**Requirement 1:**
Reproduce the comment on Russia's privatization drive word for word, in its entirety.

This post raises some interesting questions about the motivation behind the Kremlin's move to privatize key industries and the timing of the announcement. As the yield from the sale of public assets would hardly dent the deficit if estimates of the deficit reaching 7.8% of GDP for the year hold, it definitely would seem that there must be other motives prompting the government to initiate this second round of sell-offs. It is clear that the Russian economy is very dependent on foreign investment and technology for growth and the further development of key industries.What is less clear however is how much this round of privatization will actually do to assuage investor fears and convince the West of Russia's new liberalism in the economy. Additionally, I am interested to hear your opinion on whether selling public assets during a recession is in the best interest of the state. How will the state justify selling $2.3 billion worth of assets at bargain prices when it will have at best a minor impact on the current deficit, especially when Russia is expected to face an only slightly lower deficit in 2010? In your opinion, will this privatization drive truly restore investor confidence in Russia going forward?

**Data rows:**

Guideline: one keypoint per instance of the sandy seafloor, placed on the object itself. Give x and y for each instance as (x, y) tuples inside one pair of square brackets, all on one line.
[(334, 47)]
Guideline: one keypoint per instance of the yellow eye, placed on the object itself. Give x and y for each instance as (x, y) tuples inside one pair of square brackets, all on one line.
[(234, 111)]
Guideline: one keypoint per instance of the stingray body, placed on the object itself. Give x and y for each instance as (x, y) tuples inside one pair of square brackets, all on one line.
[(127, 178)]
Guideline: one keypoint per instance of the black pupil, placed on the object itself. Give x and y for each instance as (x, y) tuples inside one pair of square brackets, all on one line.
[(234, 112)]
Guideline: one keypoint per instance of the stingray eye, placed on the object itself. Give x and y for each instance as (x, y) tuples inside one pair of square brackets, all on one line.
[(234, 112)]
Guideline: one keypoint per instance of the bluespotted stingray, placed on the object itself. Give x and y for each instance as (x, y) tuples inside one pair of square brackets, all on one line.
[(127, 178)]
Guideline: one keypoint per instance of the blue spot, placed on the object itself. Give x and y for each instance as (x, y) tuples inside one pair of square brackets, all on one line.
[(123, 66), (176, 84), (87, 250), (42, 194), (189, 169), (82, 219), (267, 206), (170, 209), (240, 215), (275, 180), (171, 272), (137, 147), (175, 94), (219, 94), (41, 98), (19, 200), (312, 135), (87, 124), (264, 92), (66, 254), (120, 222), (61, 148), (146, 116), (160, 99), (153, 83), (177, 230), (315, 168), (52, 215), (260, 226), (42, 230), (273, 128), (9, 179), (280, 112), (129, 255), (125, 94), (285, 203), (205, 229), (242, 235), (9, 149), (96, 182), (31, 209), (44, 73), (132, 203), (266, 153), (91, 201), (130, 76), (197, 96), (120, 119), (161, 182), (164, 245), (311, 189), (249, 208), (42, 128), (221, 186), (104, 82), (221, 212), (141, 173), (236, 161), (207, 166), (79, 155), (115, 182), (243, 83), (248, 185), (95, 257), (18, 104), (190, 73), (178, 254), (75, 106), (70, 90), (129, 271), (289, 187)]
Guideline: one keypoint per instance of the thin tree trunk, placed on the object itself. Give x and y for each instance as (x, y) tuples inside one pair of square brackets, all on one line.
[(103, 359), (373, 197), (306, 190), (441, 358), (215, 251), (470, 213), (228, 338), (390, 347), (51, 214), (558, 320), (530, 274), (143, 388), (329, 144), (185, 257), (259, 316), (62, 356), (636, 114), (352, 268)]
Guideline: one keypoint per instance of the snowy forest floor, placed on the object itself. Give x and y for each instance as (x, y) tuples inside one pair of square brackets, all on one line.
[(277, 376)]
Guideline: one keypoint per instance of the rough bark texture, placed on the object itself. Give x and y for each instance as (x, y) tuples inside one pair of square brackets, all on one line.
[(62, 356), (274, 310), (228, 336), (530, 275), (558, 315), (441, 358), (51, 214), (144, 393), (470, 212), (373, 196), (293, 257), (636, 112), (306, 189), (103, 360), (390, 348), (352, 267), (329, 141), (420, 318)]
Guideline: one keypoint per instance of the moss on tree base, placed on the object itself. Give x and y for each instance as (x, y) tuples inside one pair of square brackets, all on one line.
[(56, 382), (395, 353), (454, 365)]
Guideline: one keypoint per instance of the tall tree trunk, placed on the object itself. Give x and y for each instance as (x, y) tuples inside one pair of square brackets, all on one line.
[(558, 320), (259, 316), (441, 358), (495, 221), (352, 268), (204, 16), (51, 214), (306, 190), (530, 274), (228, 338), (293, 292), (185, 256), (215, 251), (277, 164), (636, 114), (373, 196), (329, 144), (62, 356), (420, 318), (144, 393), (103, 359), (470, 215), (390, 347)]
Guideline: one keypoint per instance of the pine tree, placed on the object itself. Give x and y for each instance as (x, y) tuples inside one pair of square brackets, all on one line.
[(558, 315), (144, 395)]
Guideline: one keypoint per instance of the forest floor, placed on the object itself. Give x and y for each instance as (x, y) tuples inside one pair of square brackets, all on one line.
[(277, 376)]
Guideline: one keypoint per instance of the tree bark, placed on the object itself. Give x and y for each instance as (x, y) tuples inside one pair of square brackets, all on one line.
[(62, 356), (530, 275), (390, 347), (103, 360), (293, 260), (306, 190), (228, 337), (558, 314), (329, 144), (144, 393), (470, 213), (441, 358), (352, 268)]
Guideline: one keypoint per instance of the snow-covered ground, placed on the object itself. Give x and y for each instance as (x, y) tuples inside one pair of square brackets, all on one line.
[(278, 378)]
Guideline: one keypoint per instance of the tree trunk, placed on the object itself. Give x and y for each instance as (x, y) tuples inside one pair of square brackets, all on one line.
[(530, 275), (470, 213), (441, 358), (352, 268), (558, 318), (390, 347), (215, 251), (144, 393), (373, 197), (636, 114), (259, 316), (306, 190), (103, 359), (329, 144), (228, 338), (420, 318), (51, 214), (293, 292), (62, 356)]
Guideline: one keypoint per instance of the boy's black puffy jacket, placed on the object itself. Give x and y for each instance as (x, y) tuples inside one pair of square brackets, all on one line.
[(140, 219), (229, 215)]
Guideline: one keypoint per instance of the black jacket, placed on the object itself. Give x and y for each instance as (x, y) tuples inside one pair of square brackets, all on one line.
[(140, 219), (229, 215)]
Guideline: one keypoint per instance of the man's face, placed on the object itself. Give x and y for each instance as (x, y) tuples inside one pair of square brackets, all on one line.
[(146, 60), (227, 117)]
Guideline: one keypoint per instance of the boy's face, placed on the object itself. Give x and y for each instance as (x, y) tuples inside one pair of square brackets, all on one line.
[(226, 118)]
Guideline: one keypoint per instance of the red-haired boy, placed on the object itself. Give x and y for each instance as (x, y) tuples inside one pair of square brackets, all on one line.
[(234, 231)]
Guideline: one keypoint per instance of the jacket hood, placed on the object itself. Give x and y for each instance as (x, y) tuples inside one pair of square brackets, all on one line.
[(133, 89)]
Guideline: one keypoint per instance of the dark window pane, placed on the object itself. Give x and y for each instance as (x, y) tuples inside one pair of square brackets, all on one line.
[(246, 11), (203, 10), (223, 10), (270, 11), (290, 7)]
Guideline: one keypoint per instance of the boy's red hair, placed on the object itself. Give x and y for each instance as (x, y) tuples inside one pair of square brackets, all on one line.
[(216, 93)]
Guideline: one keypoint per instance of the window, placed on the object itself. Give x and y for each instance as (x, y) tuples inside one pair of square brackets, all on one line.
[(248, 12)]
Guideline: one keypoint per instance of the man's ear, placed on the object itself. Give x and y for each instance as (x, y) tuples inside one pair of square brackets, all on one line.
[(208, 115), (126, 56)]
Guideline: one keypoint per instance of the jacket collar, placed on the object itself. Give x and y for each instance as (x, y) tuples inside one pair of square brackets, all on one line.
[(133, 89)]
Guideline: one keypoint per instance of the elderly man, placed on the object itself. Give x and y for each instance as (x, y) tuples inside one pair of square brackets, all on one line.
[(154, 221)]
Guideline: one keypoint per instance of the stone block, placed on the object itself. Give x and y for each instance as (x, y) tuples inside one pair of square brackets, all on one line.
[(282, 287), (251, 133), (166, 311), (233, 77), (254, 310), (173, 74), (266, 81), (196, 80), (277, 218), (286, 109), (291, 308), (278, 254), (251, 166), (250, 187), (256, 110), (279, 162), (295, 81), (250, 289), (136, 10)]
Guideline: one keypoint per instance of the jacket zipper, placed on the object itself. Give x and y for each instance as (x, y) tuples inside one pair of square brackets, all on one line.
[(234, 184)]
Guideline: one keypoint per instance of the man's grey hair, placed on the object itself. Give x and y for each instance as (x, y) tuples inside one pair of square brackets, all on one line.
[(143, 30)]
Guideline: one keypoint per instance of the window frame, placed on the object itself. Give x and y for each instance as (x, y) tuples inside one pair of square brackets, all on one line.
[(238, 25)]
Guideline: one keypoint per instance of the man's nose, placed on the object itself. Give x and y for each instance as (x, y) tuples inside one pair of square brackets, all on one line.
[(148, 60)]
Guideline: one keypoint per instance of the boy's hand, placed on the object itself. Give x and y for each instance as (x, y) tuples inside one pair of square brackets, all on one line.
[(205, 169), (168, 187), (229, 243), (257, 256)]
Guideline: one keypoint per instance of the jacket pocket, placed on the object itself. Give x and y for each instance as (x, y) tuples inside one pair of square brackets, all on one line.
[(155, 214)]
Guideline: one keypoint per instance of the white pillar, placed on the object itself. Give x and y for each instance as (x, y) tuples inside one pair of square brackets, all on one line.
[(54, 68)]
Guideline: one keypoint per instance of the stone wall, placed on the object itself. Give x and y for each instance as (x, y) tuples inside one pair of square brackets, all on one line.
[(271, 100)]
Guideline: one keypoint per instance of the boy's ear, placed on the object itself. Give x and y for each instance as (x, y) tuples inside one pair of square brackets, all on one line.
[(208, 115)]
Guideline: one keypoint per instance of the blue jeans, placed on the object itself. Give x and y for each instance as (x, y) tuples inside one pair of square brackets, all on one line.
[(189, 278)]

**Requirement 2:**
Turn the stretch of records from the line containing "jacket zipper, placed" through the line containing "[(205, 169), (168, 187), (229, 243), (257, 256)]" into a numbered list, leaving out any blank lines.

**Task output 1:**
This post raises some interesting questions about the motivation behind the Kremlin's move to privatize key industries and the timing of the announcement. As the yield from the sale of public assets would hardly dent the deficit if estimates of the deficit reaching 7.8% of GDP for the year hold, it definitely would seem that there must be other motives prompting the government to initiate this second round of sell-offs. It is clear that the Russian economy is very dependent on foreign investment and technology for growth and the further development of key industries.What is less clear however is how much this round of privatization will actually do to assuage investor fears and convince the West of Russia's new liberalism in the economy. Additionally, I am interested to hear your opinion on whether selling public assets during a recession is in the best interest of the state. How will the state justify selling $2.3 billion worth of assets at bargain prices when it will have at best a minor impact on the current deficit, especially when Russia is expected to face an only slightly lower deficit in 2010? In your opinion, will this privatization drive truly restore investor confidence in Russia going forward?

**Task output 2:**
1. Guideline: one keypoint per instance of the jacket zipper, placed on the object itself. Give x and y for each instance as (x, y) tuples inside one pair of square brackets, all on one line.
2. [(234, 184)]
3. Guideline: one keypoint per instance of the man's grey hair, placed on the object itself. Give x and y for each instance as (x, y) tuples inside one pair of square brackets, all on one line.
4. [(143, 30)]
5. Guideline: one keypoint per instance of the window frame, placed on the object itself. Give x and y for each instance as (x, y) tuples inside one pair of square brackets, all on one line.
6. [(238, 25)]
7. Guideline: one keypoint per instance of the man's nose, placed on the object itself. Give x and y for each instance as (x, y) tuples inside one pair of square brackets, all on one line.
8. [(148, 60)]
9. Guideline: one keypoint per instance of the boy's hand, placed on the object itself. Give x and y for each instance as (x, y) tuples inside one pair of square brackets, all on one line.
10. [(205, 169), (168, 187), (229, 243), (257, 256)]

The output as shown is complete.